* Document excerpt
The final two years of that deal has terms that are more
team friendly, meaning you can trade him. If he wants more security you can add
on team options, but this is the extent I’d be willing to go.
Because I wholeheartedly believe that the Mets will suck for
the foreseeable future. They’re majority owned by the Wilpons, who are absolute
assholes. Here’s an example of said assholery.
When asked if the Mets will be in play for Bryce Harper, one
of the Wilpons – I don’t care which one because they’re both fucktards- said “How
many teams carry two $30 million players?”
A divisional rival, the Washington Nationals
Your own team carries ZERO $30 million players
At a $20 million standard, your same city rivals
have 50% more guys at that price point
Your same league rivals the Chicago Cubs have
100% more $20 million players than the Mets
How many excuses do you have for being not good
So we have deGrom looking at a team hoping their minor
leagues becaue the owners have already declared that despite reaping insurance
policy returns on David Wright and Yoennis Cespedes, they will not reinvest in
the team. Also, this is an organization who hasn’t produced any worthwhile infielders
players since David Wright and Jose Reyes and hasn’t produced a worthwhile
outfielder since Darryl Strawberry. They will not fortify their lineup. The Mets
owners came out and said “we can sign two major young free agents and still
have a payroll lower than the Red Sox and Cubs but we chose not to, so FUCK
We also have deGrom looking at a rotation that will be
vastly different shortly. Expect a Syndergaard trade. It almost happened this
winter. It will happen as he approaches a payday. Or maybe deGrom gets traded
and the Mets keep Thor. Either way, these guys will not be long term teammates.

* Record excerpts
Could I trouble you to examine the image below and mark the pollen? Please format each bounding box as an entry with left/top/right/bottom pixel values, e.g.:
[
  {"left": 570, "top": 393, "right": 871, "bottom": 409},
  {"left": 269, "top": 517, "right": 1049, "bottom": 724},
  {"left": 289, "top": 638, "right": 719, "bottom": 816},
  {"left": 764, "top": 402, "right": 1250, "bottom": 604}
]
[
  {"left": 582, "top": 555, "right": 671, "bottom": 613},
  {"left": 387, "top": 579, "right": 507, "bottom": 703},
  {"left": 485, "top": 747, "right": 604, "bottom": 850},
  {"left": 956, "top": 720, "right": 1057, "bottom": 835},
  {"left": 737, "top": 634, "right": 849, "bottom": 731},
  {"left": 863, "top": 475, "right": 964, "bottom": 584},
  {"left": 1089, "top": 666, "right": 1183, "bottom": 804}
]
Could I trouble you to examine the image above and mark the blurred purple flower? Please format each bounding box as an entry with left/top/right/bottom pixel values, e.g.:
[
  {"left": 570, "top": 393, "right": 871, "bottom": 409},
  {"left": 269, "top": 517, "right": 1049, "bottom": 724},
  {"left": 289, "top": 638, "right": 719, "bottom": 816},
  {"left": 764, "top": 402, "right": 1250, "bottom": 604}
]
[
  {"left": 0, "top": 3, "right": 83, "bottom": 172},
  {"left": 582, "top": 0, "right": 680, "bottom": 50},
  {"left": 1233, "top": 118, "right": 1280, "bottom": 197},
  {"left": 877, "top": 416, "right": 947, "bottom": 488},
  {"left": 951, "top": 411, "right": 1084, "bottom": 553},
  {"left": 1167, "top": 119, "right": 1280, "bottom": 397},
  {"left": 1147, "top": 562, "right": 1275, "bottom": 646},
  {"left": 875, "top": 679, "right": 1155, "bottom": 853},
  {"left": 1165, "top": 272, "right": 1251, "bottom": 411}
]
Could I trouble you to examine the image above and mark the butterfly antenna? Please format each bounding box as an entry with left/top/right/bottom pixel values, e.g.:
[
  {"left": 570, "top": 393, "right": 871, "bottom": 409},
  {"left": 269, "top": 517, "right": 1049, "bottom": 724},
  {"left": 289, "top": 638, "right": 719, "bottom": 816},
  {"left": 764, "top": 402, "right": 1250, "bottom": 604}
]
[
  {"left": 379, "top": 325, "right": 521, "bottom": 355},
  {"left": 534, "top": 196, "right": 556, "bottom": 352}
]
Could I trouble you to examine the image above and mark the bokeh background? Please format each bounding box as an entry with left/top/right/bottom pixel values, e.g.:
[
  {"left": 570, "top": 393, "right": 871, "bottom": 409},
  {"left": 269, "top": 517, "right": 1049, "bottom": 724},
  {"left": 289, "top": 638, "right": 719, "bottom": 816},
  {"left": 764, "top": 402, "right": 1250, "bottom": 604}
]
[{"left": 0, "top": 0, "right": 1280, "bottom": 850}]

* Set exercise
Rewrite the Mets commentary from "The final two" up to and including "willing to go.", renaming "security" to "stability".

* Response to the task
The final two years of that deal has terms that are more
team friendly, meaning you can trade him. If he wants more stability you can add
on team options, but this is the extent I’d be willing to go.